YOUR TASK.
Echo every one of the rows below word for word, without changing anything.
(begin)
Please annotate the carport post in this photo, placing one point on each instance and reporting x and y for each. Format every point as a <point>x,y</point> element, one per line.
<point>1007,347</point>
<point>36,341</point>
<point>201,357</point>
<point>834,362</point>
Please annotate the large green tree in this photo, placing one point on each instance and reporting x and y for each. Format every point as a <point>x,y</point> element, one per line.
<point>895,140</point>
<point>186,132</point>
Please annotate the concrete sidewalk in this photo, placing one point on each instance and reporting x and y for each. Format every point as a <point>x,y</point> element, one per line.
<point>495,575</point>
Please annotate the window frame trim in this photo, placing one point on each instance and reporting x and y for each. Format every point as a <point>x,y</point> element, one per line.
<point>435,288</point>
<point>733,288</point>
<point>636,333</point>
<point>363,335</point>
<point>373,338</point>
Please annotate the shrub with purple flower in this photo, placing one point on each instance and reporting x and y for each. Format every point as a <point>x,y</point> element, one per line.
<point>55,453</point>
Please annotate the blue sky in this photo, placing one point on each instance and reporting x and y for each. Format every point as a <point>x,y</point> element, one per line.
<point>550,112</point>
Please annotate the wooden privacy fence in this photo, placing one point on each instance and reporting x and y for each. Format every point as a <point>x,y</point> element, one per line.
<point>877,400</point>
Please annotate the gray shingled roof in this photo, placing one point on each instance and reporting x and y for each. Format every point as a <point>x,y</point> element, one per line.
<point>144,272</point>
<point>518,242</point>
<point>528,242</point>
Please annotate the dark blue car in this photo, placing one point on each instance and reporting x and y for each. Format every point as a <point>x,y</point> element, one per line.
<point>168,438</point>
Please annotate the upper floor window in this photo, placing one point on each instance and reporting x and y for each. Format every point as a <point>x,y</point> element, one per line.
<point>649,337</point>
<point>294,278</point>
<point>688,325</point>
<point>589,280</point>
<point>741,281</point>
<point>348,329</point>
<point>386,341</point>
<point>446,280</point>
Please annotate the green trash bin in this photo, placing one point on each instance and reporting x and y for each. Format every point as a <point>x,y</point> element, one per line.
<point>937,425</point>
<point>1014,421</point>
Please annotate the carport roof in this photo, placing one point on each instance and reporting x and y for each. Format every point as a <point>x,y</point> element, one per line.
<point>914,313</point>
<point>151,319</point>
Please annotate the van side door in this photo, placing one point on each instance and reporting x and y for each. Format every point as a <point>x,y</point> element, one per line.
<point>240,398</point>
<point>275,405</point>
(end)
ANSWER.
Please annotate the carport post in this photo, placing one point on each instance and reporting x and y for each. Format every point as a <point>x,y</point> element, one per line.
<point>1007,347</point>
<point>36,341</point>
<point>201,357</point>
<point>834,362</point>
Please annotate the large green tree in this photo, placing one point on each instance and reporting x and y for each. Format every point as a <point>x,y</point> element, one per line.
<point>895,140</point>
<point>186,132</point>
Please annotate the concrete sidewalk in this photo, placing one point on each instance and reporting x and y for each. Format every point as a <point>x,y</point> element, one per line.
<point>495,575</point>
Please annotate the window frame trim in this photo, placing one point on each instance and reporting x and y for each. Format every point as a <point>x,y</point> element, one per line.
<point>435,288</point>
<point>733,288</point>
<point>636,333</point>
<point>363,335</point>
<point>373,338</point>
Please annotate the shrub with purple flower in this photo, placing one point on each instance and reporting x and y for each. Format every point as a <point>x,y</point> element, one per line.
<point>55,453</point>
Please annotate the blue sky in this photo, placing one point on each instance and reporting x and y for each. Format every point as a <point>x,y</point> element, one per line.
<point>550,112</point>
Please annotate the wooden privacy fence in this photo, placing one point on each instance and reporting x and y for each. Format every point as a <point>x,y</point> element, one per line.
<point>877,400</point>
Please annotate the gray shingled roof in this photo, placing one point on each instance and reporting x and y for each. Format every point as a <point>x,y</point> element, one per line.
<point>144,272</point>
<point>518,242</point>
<point>528,242</point>
Please annotate the dark blue car in this photo, placing one point on each instance and reporting x and y for each. Format every point as a <point>x,y</point> element, one per line.
<point>168,438</point>
Please annotate the upper floor window in this photo, placing one point on each instance and reporting x and y for each. Format every point as a <point>x,y</point> element, one per line.
<point>649,337</point>
<point>294,278</point>
<point>688,325</point>
<point>589,280</point>
<point>741,281</point>
<point>348,329</point>
<point>386,341</point>
<point>446,280</point>
Please annotate the green trash bin in this photo, placing one point on each instance and reporting x and y for each. Format every point as a <point>x,y</point> element, one per line.
<point>937,425</point>
<point>1014,421</point>
Please annotate the carport roof in this photo, placing one point on each instance and reporting x and y for each. Format every point as a <point>x,y</point> element, one per line.
<point>914,313</point>
<point>151,319</point>
Please annotate the van side door in this photo, placing one point on each instance and reporting x and y for each. Format every point as a <point>x,y</point> element, one per line.
<point>240,398</point>
<point>275,405</point>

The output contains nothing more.